*** Opening RECORDED INFORMATION ***
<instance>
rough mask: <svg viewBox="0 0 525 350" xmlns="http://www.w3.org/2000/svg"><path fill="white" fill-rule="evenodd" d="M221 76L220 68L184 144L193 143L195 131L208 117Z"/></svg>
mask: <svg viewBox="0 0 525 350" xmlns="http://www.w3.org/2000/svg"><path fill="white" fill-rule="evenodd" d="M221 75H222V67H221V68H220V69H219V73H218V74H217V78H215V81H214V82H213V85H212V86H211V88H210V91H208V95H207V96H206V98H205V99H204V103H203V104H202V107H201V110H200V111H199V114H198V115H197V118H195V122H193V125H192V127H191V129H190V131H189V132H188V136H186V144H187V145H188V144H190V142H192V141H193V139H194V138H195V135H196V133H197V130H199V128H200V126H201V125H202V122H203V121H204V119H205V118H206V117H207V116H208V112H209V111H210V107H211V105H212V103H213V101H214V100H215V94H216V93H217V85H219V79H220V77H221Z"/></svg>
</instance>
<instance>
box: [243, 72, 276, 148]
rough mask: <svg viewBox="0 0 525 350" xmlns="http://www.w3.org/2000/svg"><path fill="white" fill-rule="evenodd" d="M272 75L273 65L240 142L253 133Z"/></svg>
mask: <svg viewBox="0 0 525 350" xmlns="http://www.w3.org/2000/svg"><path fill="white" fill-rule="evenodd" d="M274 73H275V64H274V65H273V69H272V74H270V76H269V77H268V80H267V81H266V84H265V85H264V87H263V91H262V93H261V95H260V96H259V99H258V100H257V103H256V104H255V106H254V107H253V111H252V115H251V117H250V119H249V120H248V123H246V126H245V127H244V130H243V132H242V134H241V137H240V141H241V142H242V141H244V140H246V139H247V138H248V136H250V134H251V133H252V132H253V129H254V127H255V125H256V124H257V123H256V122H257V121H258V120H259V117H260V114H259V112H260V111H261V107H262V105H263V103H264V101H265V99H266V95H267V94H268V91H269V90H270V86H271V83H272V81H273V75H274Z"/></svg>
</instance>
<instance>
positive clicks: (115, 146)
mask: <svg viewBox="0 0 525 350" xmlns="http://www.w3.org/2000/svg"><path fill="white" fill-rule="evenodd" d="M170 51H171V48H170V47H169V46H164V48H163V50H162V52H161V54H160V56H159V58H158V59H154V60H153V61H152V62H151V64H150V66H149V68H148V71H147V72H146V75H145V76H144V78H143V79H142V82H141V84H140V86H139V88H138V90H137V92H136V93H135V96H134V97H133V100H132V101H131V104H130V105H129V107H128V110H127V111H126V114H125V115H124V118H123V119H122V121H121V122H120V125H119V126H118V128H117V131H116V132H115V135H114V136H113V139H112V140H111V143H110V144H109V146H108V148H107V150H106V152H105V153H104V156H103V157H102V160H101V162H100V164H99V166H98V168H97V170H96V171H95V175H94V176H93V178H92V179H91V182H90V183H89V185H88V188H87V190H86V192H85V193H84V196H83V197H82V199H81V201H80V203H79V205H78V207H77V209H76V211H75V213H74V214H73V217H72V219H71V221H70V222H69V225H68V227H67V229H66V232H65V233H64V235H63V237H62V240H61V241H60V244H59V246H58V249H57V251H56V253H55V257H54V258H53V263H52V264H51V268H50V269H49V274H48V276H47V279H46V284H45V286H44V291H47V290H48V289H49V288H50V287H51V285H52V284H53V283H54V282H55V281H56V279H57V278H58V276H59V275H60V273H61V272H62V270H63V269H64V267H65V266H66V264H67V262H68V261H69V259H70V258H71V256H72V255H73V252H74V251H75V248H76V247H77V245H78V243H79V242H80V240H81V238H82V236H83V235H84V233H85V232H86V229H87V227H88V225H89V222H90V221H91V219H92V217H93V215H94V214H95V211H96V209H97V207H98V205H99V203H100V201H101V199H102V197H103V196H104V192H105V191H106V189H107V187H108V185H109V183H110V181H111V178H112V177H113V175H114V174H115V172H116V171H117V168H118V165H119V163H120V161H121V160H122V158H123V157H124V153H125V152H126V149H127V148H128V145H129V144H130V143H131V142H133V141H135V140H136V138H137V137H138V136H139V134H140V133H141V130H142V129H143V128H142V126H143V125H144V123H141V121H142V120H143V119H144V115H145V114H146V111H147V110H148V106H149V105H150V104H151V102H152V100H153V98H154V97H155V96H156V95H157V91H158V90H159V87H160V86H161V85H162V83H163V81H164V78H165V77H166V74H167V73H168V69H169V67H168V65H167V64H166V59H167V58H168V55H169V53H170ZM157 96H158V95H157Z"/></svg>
*** Closing RECORDED INFORMATION ***
[TASK GOAL]:
Restate each line above word for word.

[WRITTEN SOLUTION]:
<instance>
rough mask: <svg viewBox="0 0 525 350" xmlns="http://www.w3.org/2000/svg"><path fill="white" fill-rule="evenodd" d="M221 76L220 68L184 144L193 143L195 131L208 117Z"/></svg>
mask: <svg viewBox="0 0 525 350" xmlns="http://www.w3.org/2000/svg"><path fill="white" fill-rule="evenodd" d="M221 75H222V67H221V68H220V69H219V73H218V74H217V78H215V81H214V82H213V85H212V86H211V88H210V91H208V95H207V96H206V98H205V99H204V103H203V104H202V107H201V110H200V111H199V114H198V115H197V118H195V122H193V125H192V127H191V129H190V131H189V132H188V136H186V144H187V145H188V144H190V142H192V141H193V139H194V138H195V135H196V133H197V130H199V128H200V126H201V125H202V122H203V121H204V119H205V118H206V117H207V116H208V112H209V111H210V107H211V105H212V103H213V101H214V100H215V94H216V93H217V85H219V79H220V77H221Z"/></svg>
</instance>
<instance>
box: [243, 72, 276, 148]
rough mask: <svg viewBox="0 0 525 350" xmlns="http://www.w3.org/2000/svg"><path fill="white" fill-rule="evenodd" d="M272 75L273 65L240 142L253 133Z"/></svg>
mask: <svg viewBox="0 0 525 350" xmlns="http://www.w3.org/2000/svg"><path fill="white" fill-rule="evenodd" d="M274 73H275V64H274V65H273V69H272V74H270V76H269V77H268V80H267V81H266V84H265V85H264V87H263V91H262V93H261V95H260V96H259V99H258V100H257V103H256V104H255V106H254V107H253V111H252V115H251V117H250V119H249V120H248V123H246V126H245V127H244V130H243V132H242V134H241V137H240V141H241V142H242V141H244V140H246V139H247V138H248V136H250V134H251V133H252V132H253V129H254V127H255V125H256V124H257V123H256V122H257V121H258V120H259V117H260V114H259V112H260V111H261V107H262V105H263V103H264V101H265V99H266V95H267V94H268V91H269V90H270V86H271V83H272V81H273V75H274Z"/></svg>
</instance>
<instance>
positive clicks: (115, 146)
mask: <svg viewBox="0 0 525 350" xmlns="http://www.w3.org/2000/svg"><path fill="white" fill-rule="evenodd" d="M170 51H171V48H170V47H169V46H164V48H163V50H162V52H161V54H160V56H159V58H158V59H154V60H153V61H152V62H151V64H150V66H149V68H148V71H147V72H146V75H145V76H144V78H143V79H142V82H141V84H140V86H139V88H138V90H137V92H136V93H135V96H134V97H133V100H132V101H131V104H130V105H129V107H128V110H127V111H126V114H125V115H124V118H123V119H122V121H121V122H120V125H119V126H118V128H117V131H116V132H115V135H114V136H113V139H112V140H111V143H110V144H109V146H108V148H107V150H106V152H105V153H104V156H103V157H102V160H101V162H100V164H99V166H98V168H97V170H96V171H95V175H94V176H93V178H92V179H91V182H90V183H89V185H88V188H87V190H86V192H85V193H84V196H83V197H82V199H81V201H80V203H79V205H78V207H77V209H76V211H75V213H74V214H73V217H72V219H71V221H70V222H69V225H68V227H67V229H66V232H65V233H64V235H63V237H62V240H61V241H60V244H59V246H58V249H57V251H56V253H55V257H54V258H53V263H52V264H51V268H50V269H49V274H48V276H47V279H46V284H45V286H44V291H47V290H48V289H49V288H50V287H51V285H52V284H53V283H54V282H55V281H56V279H57V278H58V276H59V275H60V273H61V272H62V270H63V269H64V267H65V266H66V264H67V262H68V261H69V259H70V258H71V256H72V255H73V252H74V251H75V248H76V247H77V245H78V243H79V242H80V240H81V238H82V236H83V235H84V233H85V232H86V229H87V227H88V225H89V222H90V221H91V219H92V217H93V215H94V214H95V211H96V209H97V207H98V205H99V203H100V201H101V199H102V197H103V196H104V192H105V191H106V189H107V187H108V185H109V183H110V181H111V178H112V177H113V175H114V174H115V172H116V171H117V168H118V165H119V163H120V161H121V160H122V158H123V157H124V153H125V152H126V149H127V148H128V145H129V144H130V143H131V142H133V141H135V140H136V138H137V137H138V136H139V134H140V133H141V130H142V129H143V128H142V126H143V125H144V123H141V121H142V120H143V119H144V115H145V114H146V111H147V110H148V106H149V105H150V104H151V102H152V100H153V98H154V97H155V96H156V95H157V91H158V90H159V87H160V86H161V85H162V83H163V81H164V78H165V77H166V74H167V73H168V69H169V67H168V65H167V64H166V59H167V58H168V55H169V53H170ZM157 96H158V95H157Z"/></svg>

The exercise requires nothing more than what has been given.